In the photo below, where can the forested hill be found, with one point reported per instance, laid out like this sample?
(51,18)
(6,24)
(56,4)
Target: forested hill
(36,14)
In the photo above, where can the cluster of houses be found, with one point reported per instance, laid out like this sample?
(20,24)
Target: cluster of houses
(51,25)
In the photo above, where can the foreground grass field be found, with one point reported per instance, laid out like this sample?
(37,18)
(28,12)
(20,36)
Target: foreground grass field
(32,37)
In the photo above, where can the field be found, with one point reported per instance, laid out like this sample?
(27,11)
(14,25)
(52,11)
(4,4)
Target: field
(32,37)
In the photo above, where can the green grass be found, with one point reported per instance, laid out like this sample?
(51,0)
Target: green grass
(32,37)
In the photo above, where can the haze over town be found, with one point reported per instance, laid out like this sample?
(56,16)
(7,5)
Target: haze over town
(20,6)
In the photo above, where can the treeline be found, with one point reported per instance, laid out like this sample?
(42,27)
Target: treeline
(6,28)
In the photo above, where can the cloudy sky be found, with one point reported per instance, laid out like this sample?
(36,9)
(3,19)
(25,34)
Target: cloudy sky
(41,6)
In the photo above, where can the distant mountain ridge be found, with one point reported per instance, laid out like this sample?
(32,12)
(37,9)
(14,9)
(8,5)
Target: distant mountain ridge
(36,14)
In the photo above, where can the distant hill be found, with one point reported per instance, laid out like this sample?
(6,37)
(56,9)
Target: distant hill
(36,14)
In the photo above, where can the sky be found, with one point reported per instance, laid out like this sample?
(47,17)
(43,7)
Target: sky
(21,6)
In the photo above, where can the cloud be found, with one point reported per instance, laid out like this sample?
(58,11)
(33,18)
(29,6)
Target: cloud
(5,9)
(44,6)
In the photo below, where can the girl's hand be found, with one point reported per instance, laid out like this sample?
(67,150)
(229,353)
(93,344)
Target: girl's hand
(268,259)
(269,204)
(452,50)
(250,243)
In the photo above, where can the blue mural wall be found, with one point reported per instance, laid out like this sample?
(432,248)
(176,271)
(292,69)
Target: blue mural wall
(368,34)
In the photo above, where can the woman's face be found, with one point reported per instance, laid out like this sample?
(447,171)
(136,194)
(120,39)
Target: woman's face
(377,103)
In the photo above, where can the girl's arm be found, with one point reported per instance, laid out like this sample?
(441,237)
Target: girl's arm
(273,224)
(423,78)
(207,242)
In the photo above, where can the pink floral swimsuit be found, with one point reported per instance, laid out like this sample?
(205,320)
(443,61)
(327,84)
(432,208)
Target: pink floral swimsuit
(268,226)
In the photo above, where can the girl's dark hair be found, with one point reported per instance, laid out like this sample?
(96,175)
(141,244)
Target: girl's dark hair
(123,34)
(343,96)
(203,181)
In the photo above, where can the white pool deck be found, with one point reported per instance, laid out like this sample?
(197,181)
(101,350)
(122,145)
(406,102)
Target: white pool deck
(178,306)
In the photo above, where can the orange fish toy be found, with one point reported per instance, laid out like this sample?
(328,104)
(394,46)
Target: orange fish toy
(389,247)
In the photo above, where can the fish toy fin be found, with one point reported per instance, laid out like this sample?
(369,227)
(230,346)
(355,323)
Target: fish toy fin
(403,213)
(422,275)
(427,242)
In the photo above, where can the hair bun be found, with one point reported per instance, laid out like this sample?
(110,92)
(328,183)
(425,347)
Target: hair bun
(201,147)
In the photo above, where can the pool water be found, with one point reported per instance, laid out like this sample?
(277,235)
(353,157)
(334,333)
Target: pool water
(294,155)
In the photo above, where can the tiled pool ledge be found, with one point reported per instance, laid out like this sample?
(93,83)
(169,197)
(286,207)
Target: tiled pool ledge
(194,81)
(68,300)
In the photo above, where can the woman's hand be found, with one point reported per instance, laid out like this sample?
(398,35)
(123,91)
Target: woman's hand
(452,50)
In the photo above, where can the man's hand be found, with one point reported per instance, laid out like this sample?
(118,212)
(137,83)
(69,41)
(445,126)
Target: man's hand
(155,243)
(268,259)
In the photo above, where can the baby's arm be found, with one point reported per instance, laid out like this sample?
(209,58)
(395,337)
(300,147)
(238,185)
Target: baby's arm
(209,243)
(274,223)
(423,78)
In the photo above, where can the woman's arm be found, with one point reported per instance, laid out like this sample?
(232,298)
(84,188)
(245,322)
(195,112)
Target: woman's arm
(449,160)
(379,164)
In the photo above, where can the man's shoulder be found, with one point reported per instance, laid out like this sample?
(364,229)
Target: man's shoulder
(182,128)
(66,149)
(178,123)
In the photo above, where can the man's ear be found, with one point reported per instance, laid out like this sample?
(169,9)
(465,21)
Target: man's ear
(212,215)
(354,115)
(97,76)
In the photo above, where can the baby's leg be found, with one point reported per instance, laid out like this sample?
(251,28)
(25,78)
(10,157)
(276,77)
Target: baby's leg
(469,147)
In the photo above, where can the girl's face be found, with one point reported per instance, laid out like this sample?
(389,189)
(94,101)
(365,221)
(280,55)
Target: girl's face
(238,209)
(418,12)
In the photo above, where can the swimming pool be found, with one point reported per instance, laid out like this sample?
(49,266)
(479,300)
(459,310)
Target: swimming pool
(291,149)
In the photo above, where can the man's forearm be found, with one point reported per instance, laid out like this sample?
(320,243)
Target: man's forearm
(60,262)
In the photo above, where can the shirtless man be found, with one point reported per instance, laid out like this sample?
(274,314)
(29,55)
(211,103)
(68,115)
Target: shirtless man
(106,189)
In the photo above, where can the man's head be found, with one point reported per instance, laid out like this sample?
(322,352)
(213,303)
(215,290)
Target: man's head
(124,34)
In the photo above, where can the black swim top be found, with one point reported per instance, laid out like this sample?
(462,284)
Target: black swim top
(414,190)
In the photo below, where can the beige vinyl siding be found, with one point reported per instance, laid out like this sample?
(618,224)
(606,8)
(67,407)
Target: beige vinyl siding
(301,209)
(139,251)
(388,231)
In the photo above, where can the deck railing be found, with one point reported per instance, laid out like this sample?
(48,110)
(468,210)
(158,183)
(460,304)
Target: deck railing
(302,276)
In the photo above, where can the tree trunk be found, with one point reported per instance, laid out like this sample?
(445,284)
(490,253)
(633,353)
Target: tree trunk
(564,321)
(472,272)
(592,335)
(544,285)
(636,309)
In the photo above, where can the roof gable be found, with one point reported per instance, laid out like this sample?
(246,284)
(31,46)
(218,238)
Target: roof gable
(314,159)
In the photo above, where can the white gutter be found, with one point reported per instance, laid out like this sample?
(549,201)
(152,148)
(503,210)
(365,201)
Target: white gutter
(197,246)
※
Given task: Starting at the line containing "In the photo above, where can the roof" and ending with the final line of the material, lay out those lines as a numbered list, leaving out any blank lines.

Result of the task:
1. In the photo above, where can the roof gable be found, with one point reported per instance, laid out like this sample?
2. (246,284)
3. (31,46)
4. (218,238)
5. Target: roof gable
6. (314,159)
7. In the photo above, where can the white gutter be found, with one point reported per instance, laid out like this sample?
8. (549,201)
9. (152,148)
10. (503,210)
11. (365,201)
12. Target: white gutter
13. (197,246)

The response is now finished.